**GIVEN RECORDS:**
begin

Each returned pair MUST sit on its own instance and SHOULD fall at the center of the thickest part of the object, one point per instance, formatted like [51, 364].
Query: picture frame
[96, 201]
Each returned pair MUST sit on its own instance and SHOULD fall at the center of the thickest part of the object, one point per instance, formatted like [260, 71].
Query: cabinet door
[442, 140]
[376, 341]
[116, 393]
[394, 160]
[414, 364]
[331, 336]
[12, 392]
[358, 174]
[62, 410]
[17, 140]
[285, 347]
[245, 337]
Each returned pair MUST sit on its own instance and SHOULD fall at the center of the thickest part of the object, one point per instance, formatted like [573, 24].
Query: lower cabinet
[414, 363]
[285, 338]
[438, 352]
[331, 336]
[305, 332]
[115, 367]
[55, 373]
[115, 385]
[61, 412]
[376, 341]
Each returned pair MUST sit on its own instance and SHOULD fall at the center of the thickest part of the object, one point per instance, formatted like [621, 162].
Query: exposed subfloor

end

**WHAT NEEDS TO BE DONE:** Output every line of the material above as a JSON list of strings, one string per line, leaving out blank lines.

**TASK OUTPUT:**
[
  "Each returned pair MUST sit on its own instance and SHOULD fall at the center of the thickest part of the object, one point per instance, formatted like [51, 364].",
  "Query: picture frame",
  "[96, 201]",
  "Each returned pair MUST sit on its own instance and SHOULD fall at the center of the thickest part of the object, one point per instance, formatted like [260, 71].",
  "Query: cabinet door",
  "[442, 140]",
  "[376, 341]",
  "[116, 393]",
  "[394, 160]",
  "[414, 364]",
  "[331, 336]",
  "[12, 392]",
  "[358, 174]",
  "[62, 410]",
  "[17, 140]",
  "[285, 347]",
  "[245, 337]",
  "Each returned pair MUST sit on its own instance and SHOULD fall at the center of the thickest part of the object, one point per instance, formatted like [573, 24].",
  "Query: lower cabinet",
  "[414, 363]",
  "[285, 338]",
  "[438, 352]",
  "[331, 336]",
  "[305, 332]",
  "[115, 367]",
  "[55, 373]",
  "[115, 385]",
  "[61, 412]",
  "[376, 341]",
  "Each returned pair MUST sit on its own instance and SHOULD fall at the center of the thickest part of the object, one point per instance, formatted like [621, 162].",
  "Query: exposed subfloor"
]